#### [Work task]
Nothing below is to be printed except the lines between the line holding "Query: black sneaker" and the line holding "white door, each", inclusive, each exactly as it appears.

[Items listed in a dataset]
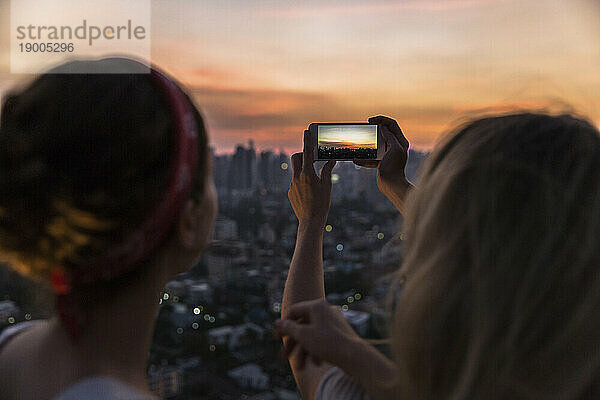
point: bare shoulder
(19, 361)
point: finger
(297, 164)
(366, 163)
(287, 327)
(289, 347)
(326, 170)
(307, 155)
(390, 138)
(302, 356)
(393, 126)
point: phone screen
(347, 142)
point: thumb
(286, 327)
(390, 138)
(326, 170)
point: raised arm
(310, 196)
(391, 178)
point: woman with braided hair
(105, 194)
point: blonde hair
(501, 298)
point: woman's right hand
(391, 179)
(309, 194)
(321, 332)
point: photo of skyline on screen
(347, 142)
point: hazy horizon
(265, 71)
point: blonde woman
(501, 273)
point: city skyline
(347, 136)
(267, 70)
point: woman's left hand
(320, 330)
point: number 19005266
(46, 47)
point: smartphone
(345, 141)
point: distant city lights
(276, 307)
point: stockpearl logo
(45, 33)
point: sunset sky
(264, 70)
(348, 136)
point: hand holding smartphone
(347, 141)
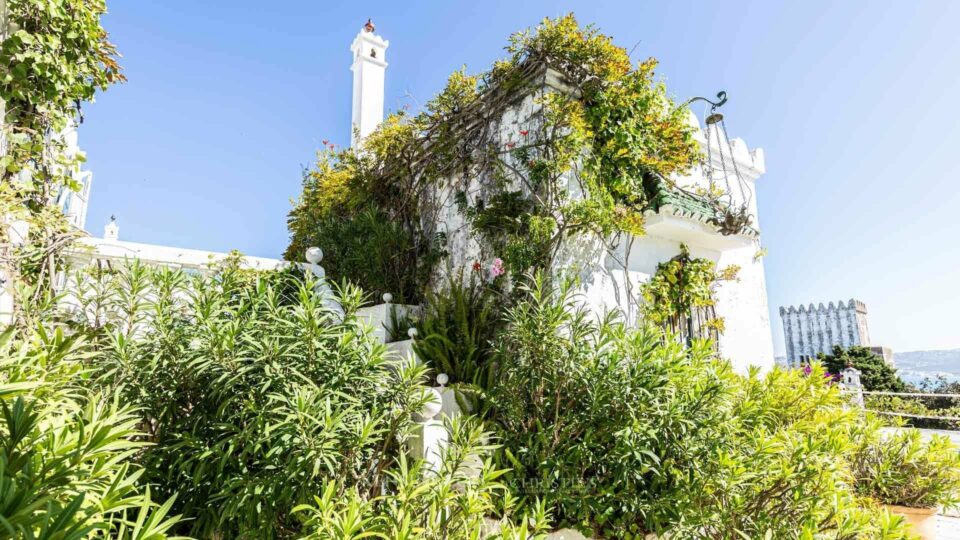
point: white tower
(369, 66)
(111, 231)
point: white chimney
(369, 65)
(111, 231)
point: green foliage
(253, 394)
(54, 55)
(901, 468)
(449, 503)
(372, 252)
(622, 433)
(778, 467)
(67, 467)
(615, 126)
(681, 288)
(456, 332)
(875, 373)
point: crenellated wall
(811, 330)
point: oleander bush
(452, 502)
(252, 393)
(875, 373)
(457, 330)
(623, 432)
(68, 467)
(901, 468)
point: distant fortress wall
(810, 330)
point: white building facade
(611, 277)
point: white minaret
(111, 231)
(369, 66)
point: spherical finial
(433, 405)
(314, 255)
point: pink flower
(496, 270)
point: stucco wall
(611, 271)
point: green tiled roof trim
(679, 202)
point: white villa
(611, 276)
(611, 272)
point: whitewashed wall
(611, 272)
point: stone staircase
(382, 318)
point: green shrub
(450, 503)
(456, 332)
(901, 468)
(780, 467)
(254, 394)
(372, 251)
(622, 433)
(597, 419)
(875, 373)
(67, 466)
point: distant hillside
(914, 366)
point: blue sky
(854, 103)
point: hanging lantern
(726, 186)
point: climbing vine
(680, 296)
(576, 166)
(54, 56)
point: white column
(369, 69)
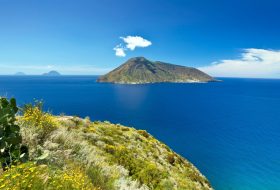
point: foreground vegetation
(65, 152)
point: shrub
(99, 180)
(11, 149)
(33, 116)
(144, 133)
(31, 176)
(171, 158)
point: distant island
(140, 70)
(20, 74)
(52, 73)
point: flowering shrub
(33, 116)
(11, 148)
(31, 176)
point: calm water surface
(229, 130)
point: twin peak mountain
(140, 70)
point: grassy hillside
(67, 152)
(140, 70)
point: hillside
(67, 152)
(140, 70)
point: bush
(33, 116)
(31, 176)
(99, 180)
(11, 149)
(144, 133)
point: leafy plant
(34, 116)
(11, 149)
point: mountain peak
(139, 70)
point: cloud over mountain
(254, 63)
(130, 43)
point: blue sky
(78, 37)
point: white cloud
(254, 63)
(81, 69)
(135, 41)
(119, 51)
(130, 43)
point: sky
(238, 38)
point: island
(140, 70)
(52, 73)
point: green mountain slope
(140, 70)
(71, 153)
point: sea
(229, 130)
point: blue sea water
(229, 130)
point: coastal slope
(140, 70)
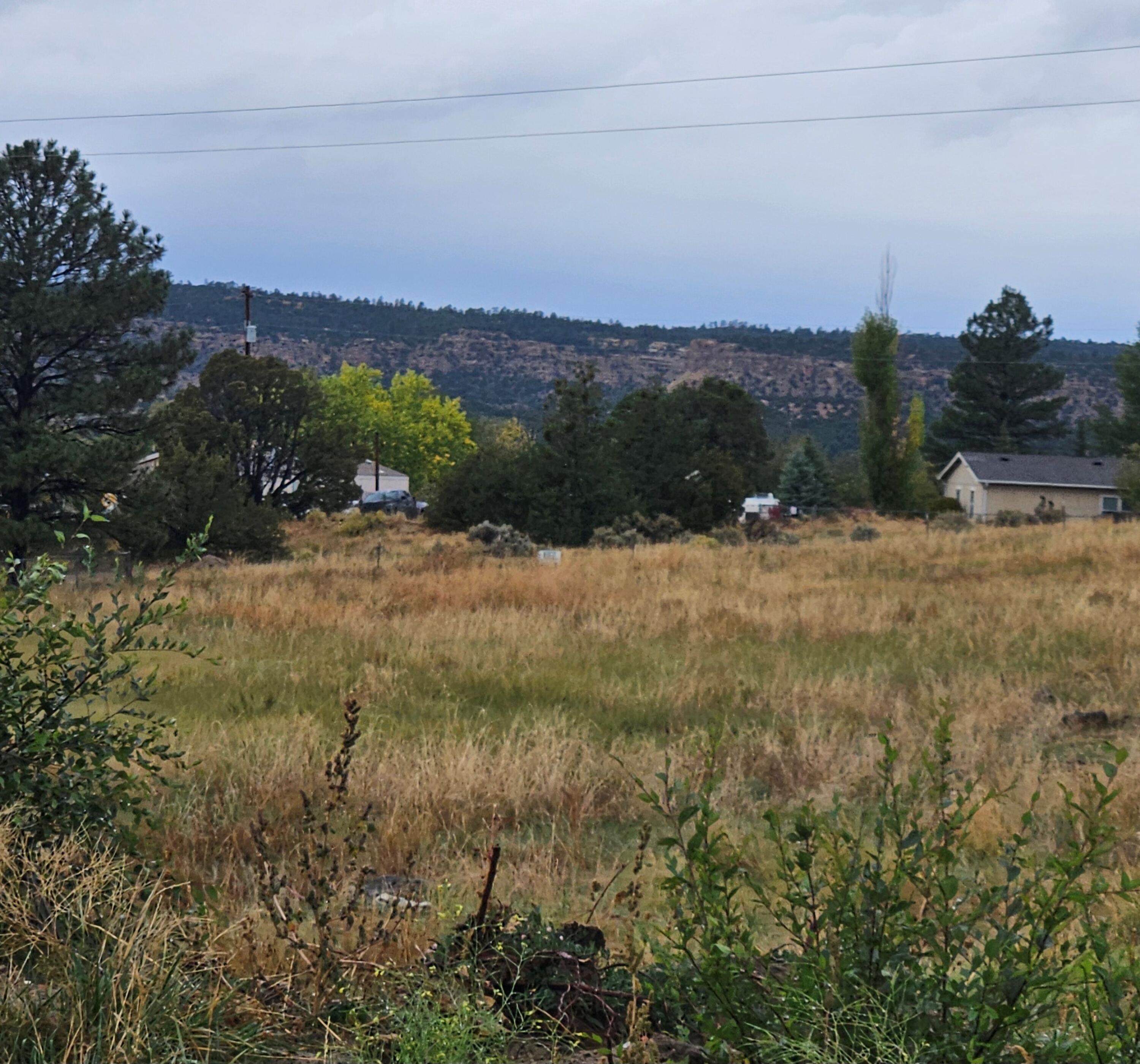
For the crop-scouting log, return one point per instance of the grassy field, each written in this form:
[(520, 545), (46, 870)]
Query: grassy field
[(509, 701)]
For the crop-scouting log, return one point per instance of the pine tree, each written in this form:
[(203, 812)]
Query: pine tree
[(77, 367), (1001, 397), (805, 480)]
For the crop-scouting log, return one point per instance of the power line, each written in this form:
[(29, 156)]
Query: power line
[(623, 129), (565, 89)]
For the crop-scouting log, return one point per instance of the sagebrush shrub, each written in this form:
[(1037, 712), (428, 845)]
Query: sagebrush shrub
[(502, 541), (891, 913), (955, 522)]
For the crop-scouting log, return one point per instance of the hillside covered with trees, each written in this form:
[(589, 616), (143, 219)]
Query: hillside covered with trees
[(503, 362)]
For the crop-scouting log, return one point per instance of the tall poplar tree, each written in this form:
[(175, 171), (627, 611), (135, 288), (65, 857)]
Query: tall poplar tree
[(888, 461), (77, 363), (1001, 398)]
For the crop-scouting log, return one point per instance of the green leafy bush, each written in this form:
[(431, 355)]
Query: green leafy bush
[(78, 750), (1047, 513), (955, 521), (894, 926), (1010, 519), (729, 535)]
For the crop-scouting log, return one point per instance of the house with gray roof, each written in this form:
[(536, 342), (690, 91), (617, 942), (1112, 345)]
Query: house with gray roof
[(372, 477), (984, 484)]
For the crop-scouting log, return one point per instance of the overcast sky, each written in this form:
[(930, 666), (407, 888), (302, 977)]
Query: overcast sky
[(781, 225)]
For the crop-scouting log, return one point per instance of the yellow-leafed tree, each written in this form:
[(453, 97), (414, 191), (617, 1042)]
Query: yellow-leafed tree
[(407, 426)]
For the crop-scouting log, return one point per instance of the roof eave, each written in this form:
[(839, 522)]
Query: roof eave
[(1048, 484), (950, 464)]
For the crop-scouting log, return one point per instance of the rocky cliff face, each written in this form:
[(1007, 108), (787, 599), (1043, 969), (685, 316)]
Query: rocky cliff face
[(808, 386)]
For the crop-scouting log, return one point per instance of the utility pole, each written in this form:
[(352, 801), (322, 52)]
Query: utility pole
[(251, 330)]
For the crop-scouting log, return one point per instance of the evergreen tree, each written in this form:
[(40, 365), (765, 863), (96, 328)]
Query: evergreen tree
[(805, 479), (77, 367), (161, 509), (689, 452), (1000, 396), (578, 487), (266, 419), (1118, 435)]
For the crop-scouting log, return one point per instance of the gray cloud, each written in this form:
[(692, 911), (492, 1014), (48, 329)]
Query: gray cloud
[(779, 225)]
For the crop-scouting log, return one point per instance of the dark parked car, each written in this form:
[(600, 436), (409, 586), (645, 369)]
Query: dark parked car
[(390, 502)]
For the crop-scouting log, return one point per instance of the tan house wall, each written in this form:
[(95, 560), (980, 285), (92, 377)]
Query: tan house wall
[(988, 501), (1078, 502), (959, 485)]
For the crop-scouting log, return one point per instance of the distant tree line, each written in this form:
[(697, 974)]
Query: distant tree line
[(86, 383), (691, 452), (333, 320)]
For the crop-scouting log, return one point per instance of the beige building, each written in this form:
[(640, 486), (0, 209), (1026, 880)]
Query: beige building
[(380, 478), (984, 484)]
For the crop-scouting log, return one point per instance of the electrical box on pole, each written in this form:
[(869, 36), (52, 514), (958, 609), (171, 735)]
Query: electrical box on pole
[(251, 330)]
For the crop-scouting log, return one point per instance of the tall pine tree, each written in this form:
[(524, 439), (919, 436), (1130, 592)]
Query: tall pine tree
[(805, 479), (77, 366), (1001, 398)]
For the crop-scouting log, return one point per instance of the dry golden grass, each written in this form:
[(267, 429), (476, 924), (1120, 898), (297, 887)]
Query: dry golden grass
[(499, 695)]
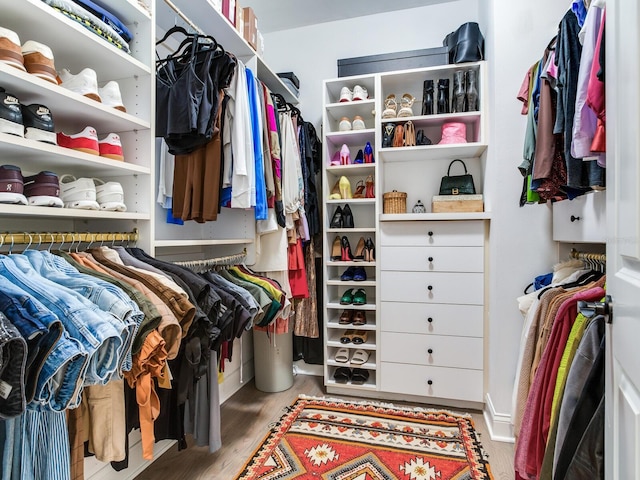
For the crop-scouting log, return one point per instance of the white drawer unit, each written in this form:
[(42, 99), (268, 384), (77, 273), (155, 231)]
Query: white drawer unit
[(433, 319), (428, 381), (433, 287), (432, 259), (436, 350), (433, 234)]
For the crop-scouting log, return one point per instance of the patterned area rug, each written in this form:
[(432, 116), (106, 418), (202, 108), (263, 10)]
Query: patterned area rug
[(340, 440)]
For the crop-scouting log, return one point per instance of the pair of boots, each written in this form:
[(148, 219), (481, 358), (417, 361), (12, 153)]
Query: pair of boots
[(465, 94)]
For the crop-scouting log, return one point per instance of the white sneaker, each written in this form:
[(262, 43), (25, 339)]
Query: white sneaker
[(360, 93), (110, 196), (10, 51), (346, 95), (84, 83), (111, 97), (344, 125), (78, 193)]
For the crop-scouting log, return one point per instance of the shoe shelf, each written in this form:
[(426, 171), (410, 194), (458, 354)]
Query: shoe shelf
[(74, 47)]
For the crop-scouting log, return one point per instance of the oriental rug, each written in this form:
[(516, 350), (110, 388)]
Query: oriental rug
[(332, 439)]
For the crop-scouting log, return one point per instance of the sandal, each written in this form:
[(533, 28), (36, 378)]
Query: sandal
[(390, 107), (409, 134), (359, 357), (342, 356), (406, 103)]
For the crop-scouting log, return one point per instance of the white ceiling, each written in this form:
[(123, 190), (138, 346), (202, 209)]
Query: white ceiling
[(274, 15)]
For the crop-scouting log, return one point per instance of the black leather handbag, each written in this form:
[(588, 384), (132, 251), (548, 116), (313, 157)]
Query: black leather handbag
[(466, 44), (457, 184)]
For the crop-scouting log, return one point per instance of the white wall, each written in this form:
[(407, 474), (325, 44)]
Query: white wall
[(312, 52)]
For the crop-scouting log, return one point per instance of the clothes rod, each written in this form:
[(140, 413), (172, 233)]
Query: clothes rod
[(39, 238)]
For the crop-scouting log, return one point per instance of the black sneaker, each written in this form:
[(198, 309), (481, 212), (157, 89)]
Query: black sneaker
[(38, 123), (10, 115)]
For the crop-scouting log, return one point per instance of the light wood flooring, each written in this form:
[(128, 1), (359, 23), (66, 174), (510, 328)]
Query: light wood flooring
[(245, 420)]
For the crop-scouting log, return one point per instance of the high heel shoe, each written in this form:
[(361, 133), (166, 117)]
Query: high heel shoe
[(370, 191), (336, 250), (345, 250), (345, 155), (359, 254), (345, 188), (368, 153), (338, 219)]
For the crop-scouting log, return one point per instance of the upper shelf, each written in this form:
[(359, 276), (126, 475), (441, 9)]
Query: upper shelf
[(74, 47)]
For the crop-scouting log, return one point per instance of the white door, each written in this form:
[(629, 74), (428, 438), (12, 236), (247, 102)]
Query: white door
[(623, 242)]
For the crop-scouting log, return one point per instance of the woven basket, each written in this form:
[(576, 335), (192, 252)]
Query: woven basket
[(394, 202)]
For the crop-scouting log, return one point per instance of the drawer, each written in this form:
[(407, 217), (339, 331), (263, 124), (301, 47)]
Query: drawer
[(432, 287), (436, 350), (435, 319), (432, 259), (451, 383), (435, 234), (582, 219)]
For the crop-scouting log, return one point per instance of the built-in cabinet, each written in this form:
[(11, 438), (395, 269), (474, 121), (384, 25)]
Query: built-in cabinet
[(427, 289)]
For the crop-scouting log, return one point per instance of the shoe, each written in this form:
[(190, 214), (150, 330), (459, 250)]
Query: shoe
[(10, 51), (344, 125), (38, 123), (111, 147), (370, 191), (358, 256), (84, 141), (368, 153), (358, 123), (111, 96), (43, 190), (443, 95), (345, 188), (390, 107), (406, 104), (427, 97), (472, 91), (84, 83), (336, 219), (347, 217), (10, 115), (346, 95), (78, 193), (360, 93), (110, 196), (336, 250), (38, 60), (12, 185), (345, 250), (345, 155)]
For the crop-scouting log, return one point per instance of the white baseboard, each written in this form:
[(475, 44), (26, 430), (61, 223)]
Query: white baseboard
[(498, 424)]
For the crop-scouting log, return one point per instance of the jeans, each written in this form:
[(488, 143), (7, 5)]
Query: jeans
[(126, 316), (82, 319), (55, 374)]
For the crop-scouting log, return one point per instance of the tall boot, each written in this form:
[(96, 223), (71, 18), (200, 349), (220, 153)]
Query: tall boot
[(472, 91), (459, 91), (443, 95), (427, 97)]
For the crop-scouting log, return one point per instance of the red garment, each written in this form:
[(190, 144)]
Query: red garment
[(534, 432)]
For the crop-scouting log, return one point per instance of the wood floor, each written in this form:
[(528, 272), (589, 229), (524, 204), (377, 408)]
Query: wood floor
[(245, 420)]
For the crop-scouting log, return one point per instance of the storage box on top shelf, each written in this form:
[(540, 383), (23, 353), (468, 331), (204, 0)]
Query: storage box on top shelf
[(250, 30)]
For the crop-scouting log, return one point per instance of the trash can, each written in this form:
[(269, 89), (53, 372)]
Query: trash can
[(273, 361)]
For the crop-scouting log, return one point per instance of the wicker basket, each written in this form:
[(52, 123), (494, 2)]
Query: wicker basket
[(394, 202)]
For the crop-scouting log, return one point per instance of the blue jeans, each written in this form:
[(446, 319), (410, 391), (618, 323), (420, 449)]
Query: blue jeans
[(126, 315), (60, 361), (83, 320)]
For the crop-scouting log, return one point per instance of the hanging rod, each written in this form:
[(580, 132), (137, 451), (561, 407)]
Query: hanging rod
[(183, 16), (39, 238)]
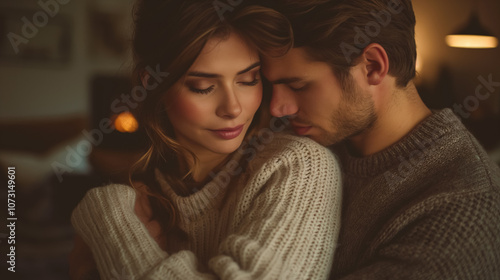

#### [Reply to the task]
Query: black sneaker
[(38, 123), (10, 115)]
For the crop-scouting log, return one point per instance of the light wood flooring, each written in this form:
[(128, 1), (359, 23), (66, 174), (510, 328)]
Query: light wood flooring
[(245, 420)]
For the crop-scouting log, return one point per instance of the high heel shoe, each written in this form:
[(361, 133), (166, 117)]
Query: high heel shoe
[(370, 191), (336, 250), (345, 250), (345, 155), (359, 254), (345, 188), (368, 153), (338, 219)]
For the crop-scouting log, return one point per instance of the upper shelf, each written in this form:
[(359, 276), (126, 475), (441, 9)]
Query: upper shelf
[(74, 47)]
For the crop-scouting log, return one point per instance of the white door, each written in this form:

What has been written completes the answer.